- What you will do -
Lay out the entries below as a Markdown table with the columns Row and Line, one numbered row per line and blank lines left out. Include only the lines from the one containing "jersey sleeve, reporting" through the one containing "x=37, y=556", both of them included.

- Entries shown -
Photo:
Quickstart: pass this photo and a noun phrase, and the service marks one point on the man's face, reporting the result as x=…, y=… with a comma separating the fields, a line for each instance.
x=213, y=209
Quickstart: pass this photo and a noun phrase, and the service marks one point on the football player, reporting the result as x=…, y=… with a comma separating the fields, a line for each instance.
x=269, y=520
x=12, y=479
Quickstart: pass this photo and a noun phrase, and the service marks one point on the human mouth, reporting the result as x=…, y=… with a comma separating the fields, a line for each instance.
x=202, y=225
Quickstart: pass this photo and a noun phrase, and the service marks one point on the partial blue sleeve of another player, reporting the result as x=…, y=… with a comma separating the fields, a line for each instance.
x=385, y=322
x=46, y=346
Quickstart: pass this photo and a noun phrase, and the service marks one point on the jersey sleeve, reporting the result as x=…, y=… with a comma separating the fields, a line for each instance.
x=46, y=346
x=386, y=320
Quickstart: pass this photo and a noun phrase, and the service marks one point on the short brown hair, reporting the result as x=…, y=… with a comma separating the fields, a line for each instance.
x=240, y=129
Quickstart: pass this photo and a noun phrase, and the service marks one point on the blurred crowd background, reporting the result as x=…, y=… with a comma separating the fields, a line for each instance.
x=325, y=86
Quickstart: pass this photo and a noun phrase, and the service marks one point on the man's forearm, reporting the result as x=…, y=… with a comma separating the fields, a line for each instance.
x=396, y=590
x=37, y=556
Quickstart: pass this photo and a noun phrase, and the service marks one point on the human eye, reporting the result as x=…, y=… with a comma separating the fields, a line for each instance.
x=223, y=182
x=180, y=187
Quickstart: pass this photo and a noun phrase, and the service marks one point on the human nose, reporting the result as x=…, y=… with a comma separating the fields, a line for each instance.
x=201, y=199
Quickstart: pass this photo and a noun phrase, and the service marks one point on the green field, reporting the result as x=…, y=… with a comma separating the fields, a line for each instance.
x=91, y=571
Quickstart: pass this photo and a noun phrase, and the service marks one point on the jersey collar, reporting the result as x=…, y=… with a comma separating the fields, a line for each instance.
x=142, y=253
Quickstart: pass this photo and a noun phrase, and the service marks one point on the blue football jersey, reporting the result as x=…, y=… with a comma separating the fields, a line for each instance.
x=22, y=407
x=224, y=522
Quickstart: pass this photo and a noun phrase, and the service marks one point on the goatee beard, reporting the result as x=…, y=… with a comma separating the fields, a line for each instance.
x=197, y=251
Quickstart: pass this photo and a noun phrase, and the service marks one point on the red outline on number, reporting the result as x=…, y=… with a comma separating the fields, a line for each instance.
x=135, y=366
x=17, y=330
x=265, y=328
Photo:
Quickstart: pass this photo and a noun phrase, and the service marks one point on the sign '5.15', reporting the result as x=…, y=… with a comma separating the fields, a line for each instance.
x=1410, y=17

- Result for this exercise -
| Row | Line |
|---|---|
| 1 | Quickstart: pass this photo and a noun phrase, and the service marks one point on the jersey sleeve, reporting the result as x=…, y=… with a comma separating the fields, a line for each instance. |
| 2 | x=46, y=346 |
| 3 | x=386, y=320 |
| 4 | Quickstart: pass this photo and a noun phrase, and the service marks one point on the short brown hair, reporting the result as x=…, y=… with a comma separating the fields, a line for each instance. |
| 5 | x=240, y=129 |
| 6 | Quickstart: pass this photo and a noun phrase, and the service marks one point on the blurred crowd background, reporting the result as x=…, y=… with a comma separating the fields, a line for each instance. |
| 7 | x=325, y=86 |
| 8 | Quickstart: pass this photo and a noun phrase, and the service marks one point on the man's forearm, reporting the result as x=…, y=… with a comma separating the fields, a line for each instance. |
| 9 | x=396, y=590 |
| 10 | x=37, y=556 |